» Exercise
Show all lines from the listing below that contain "wall".

» Dataset content
:::
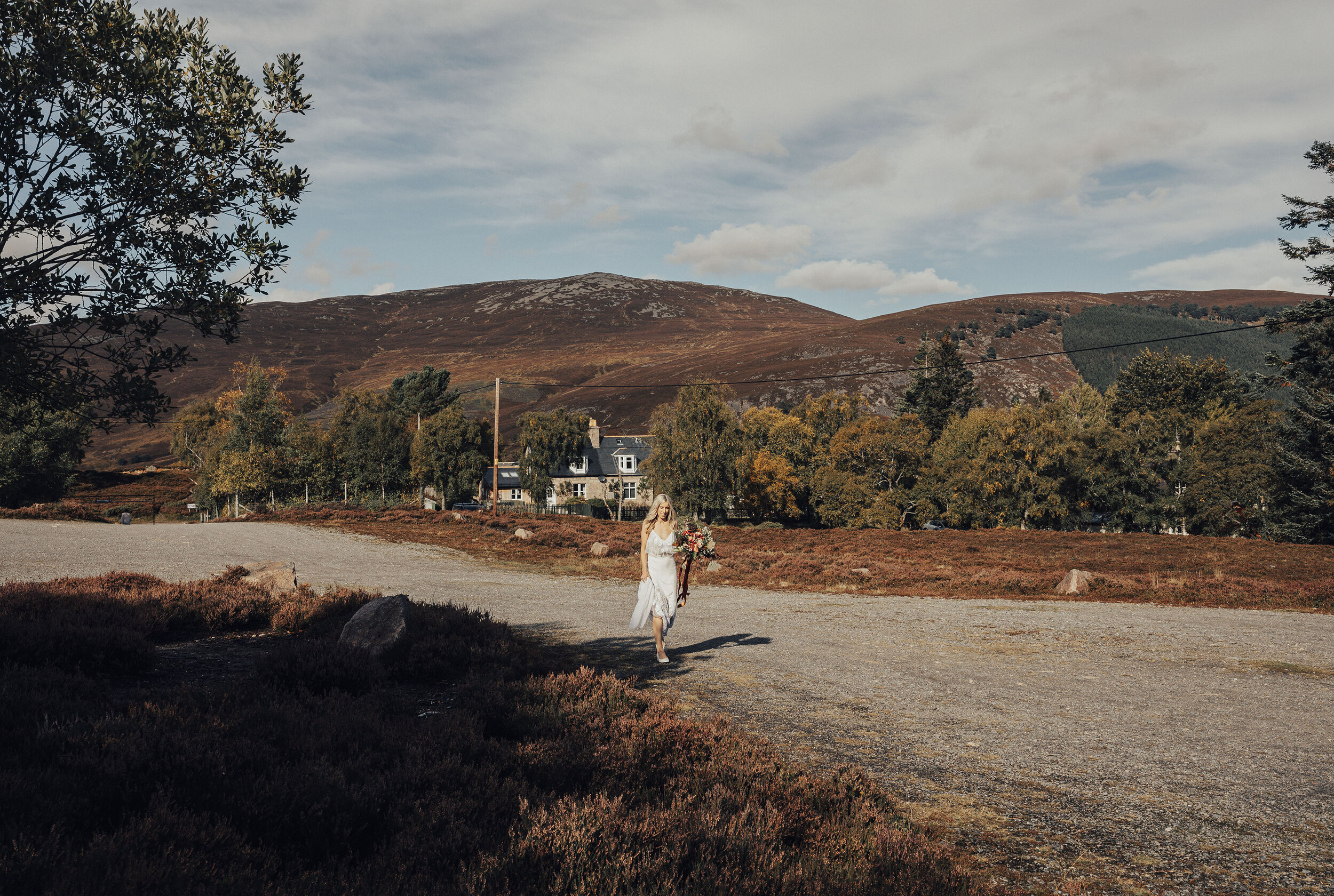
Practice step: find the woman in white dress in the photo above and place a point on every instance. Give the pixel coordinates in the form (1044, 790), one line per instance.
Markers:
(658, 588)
:::
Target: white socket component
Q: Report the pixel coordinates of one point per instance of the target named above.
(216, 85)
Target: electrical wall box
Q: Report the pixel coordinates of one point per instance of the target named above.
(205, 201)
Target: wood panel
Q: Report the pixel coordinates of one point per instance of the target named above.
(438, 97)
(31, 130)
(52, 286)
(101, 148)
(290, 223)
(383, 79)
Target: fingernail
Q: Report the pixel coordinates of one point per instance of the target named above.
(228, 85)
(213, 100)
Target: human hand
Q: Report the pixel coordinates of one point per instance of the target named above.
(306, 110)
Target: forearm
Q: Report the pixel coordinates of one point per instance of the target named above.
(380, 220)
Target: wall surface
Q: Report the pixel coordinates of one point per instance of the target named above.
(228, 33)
:::
» Exercise answer
Target: electrical wall box
Target: wall surface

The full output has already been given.